Data Ingestion – Datahovel

In my previous blog post I was writing a little bit about what Apache Metron is and How to Onboard a New Data Source in Apache Metron.

Now I want to shine some light on how the ingestion pipeline architecture looks like. Since I just got started with Apache Metron myself, I hope this helps to kickstart your cyber security efforts. Rather than going too much into the details of what the components do, I’d like to provide a basic overview about which components there are.

This architecture can be generalized for all kinds of streaming use cases. The pipeline uses Apache NiFi for ingest, Apache Kafka as an event buffer, Apache Storm for stream processing, Apache Hadoop for long term storage and Apache Solr for short term random access storage. If you design your own pipeline for a different use case, you can, e.g., swap Apache Storm with frameworks such as Apache Flink or Spark Streaming (or any other frameworks out in the wild with their pros and cons). Choosing the right piece of technology strongly depends on numerous factors, I’m not going into in this article.

metron_pipeline — End to End Processing Pipeline for Apache Metron

Ingest

The most important part for Apache Metron is to get the telemetry data into an Apache Kafka topic. In the figure below you can see that there is a Kafka topic and a corresponding parser for each format. Usually, there is one Kafka topic per source type, because each source typically comes in its own special format, but it’s also possible that data of one source has multiple formats or multiple sources have the same format.

Apache NiFi is being used as the data integration tool.
In the figure, I added an example of a MiNiFi instance to the Squid Access Log source. In this case MiNiFi is installed on the Squid server node and acts as a log forwarder.
It’s also possible that sources write directly into Kafka, if they support that. In some cases this might even be a requirement due to performance constraints.

#### Task requirements
Reproduce the entire text on data ingestion in Apache Metron word for word. The records that come next are separate material and are unrelated to the text on data ingestion.

#### Extracted entries
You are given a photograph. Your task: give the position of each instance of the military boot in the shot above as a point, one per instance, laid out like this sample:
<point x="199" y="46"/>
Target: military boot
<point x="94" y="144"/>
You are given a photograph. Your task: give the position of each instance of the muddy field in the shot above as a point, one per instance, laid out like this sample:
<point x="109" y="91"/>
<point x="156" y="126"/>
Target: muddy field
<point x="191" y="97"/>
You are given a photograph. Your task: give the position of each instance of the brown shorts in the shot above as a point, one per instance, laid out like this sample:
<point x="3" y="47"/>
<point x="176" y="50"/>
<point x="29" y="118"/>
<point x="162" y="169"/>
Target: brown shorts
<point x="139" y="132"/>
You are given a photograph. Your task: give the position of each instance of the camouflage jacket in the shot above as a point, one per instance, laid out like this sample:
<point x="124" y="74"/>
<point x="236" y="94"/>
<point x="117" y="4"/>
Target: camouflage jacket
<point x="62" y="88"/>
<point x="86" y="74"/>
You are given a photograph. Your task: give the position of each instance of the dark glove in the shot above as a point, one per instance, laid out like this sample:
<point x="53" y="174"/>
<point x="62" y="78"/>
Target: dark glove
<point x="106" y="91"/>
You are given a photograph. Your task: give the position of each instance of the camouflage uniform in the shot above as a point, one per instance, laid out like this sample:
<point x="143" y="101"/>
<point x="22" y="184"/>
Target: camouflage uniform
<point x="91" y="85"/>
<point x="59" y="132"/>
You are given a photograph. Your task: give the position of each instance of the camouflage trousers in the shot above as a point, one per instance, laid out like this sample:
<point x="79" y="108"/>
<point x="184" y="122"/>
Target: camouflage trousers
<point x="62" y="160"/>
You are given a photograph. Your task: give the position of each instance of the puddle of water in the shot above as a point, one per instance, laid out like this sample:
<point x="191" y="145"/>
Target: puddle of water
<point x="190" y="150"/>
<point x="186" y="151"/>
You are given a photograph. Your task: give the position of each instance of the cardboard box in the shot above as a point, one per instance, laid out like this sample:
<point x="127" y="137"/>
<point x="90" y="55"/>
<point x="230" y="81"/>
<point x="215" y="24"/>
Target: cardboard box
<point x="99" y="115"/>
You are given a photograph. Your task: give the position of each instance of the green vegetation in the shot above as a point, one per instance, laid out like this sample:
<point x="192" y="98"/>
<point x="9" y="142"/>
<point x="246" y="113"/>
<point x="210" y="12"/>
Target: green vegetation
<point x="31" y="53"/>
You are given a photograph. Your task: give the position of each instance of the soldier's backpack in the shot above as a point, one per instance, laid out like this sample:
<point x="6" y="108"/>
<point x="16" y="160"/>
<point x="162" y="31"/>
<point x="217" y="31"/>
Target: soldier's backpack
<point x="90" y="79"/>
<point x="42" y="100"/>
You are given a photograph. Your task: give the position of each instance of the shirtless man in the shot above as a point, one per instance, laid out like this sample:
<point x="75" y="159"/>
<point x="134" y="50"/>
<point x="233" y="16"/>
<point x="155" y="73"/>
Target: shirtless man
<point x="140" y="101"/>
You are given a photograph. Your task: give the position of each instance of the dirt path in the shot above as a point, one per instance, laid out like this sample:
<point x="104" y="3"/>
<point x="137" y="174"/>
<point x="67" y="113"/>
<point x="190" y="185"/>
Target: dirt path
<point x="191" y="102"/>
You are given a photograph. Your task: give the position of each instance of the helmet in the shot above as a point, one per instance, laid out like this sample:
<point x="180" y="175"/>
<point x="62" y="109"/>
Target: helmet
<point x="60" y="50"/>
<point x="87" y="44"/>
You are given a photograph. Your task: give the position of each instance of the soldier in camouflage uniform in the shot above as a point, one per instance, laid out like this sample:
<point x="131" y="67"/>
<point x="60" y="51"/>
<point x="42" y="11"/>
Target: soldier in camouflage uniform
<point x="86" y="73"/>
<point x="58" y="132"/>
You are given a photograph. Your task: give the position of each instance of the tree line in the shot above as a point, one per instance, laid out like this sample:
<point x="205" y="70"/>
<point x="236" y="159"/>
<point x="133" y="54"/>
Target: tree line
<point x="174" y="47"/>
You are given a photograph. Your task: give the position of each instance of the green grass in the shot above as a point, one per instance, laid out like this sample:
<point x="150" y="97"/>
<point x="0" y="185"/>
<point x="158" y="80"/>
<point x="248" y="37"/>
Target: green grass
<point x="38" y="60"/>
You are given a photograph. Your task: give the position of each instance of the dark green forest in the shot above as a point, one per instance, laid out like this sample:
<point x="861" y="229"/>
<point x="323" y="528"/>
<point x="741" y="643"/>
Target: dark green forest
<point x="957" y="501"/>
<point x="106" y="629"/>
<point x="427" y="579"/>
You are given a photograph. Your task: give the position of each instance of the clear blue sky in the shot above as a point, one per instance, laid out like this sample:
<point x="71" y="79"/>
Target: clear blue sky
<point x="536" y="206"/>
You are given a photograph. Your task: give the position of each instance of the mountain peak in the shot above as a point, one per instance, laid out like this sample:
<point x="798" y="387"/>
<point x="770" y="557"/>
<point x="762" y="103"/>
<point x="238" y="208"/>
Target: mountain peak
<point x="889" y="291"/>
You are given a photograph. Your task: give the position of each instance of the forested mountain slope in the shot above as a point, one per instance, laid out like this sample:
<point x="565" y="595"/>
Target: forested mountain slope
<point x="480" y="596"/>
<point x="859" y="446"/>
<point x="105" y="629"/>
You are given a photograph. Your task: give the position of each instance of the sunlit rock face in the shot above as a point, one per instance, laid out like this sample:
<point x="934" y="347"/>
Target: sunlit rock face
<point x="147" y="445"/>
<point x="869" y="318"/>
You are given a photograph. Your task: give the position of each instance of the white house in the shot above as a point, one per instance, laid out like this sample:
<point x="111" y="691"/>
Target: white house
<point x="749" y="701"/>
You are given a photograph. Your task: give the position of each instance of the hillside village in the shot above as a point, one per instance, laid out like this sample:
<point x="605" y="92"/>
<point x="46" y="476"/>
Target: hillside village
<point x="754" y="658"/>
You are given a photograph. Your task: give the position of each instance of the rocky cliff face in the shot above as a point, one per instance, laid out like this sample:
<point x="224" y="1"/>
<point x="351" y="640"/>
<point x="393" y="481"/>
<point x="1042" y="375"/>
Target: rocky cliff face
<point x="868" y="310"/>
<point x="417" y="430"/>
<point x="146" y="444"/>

#### Answer below
Data Ingestion – Datahovel

In my previous blog post I was writing a little bit about what Apache Metron is and How to Onboard a New Data Source in Apache Metron.

Now I want to shine some light on how the ingestion pipeline architecture looks like. Since I just got started with Apache Metron myself, I hope this helps to kickstart your cyber security efforts. Rather than going too much into the details of what the components do, I’d like to provide a basic overview about which components there are.

This architecture can be generalized for all kinds of streaming use cases. The pipeline uses Apache NiFi for ingest, Apache Kafka as an event buffer, Apache Storm for stream processing, Apache Hadoop for long term storage and Apache Solr for short term random access storage. If you design your own pipeline for a different use case, you can, e.g., swap Apache Storm with frameworks such as Apache Flink or Spark Streaming (or any other frameworks out in the wild with their pros and cons). Choosing the right piece of technology strongly depends on numerous factors, I’m not going into in this article.

metron_pipeline — End to End Processing Pipeline for Apache Metron

Ingest

The most important part for Apache Metron is to get the telemetry data into an Apache Kafka topic. In the figure below you can see that there is a Kafka topic and a corresponding parser for each format. Usually, there is one Kafka topic per source type, because each source typically comes in its own special format, but it’s also possible that data of one source has multiple formats or multiple sources have the same format.

Apache NiFi is being used as the data integration tool.
In the figure, I added an example of a MiNiFi instance to the Squid Access Log source. In this case MiNiFi is installed on the Squid server node and acts as a log forwarder.
It’s also possible that sources write directly into Kafka, if they support that. In some cases this might even be a requirement due to performance constraints.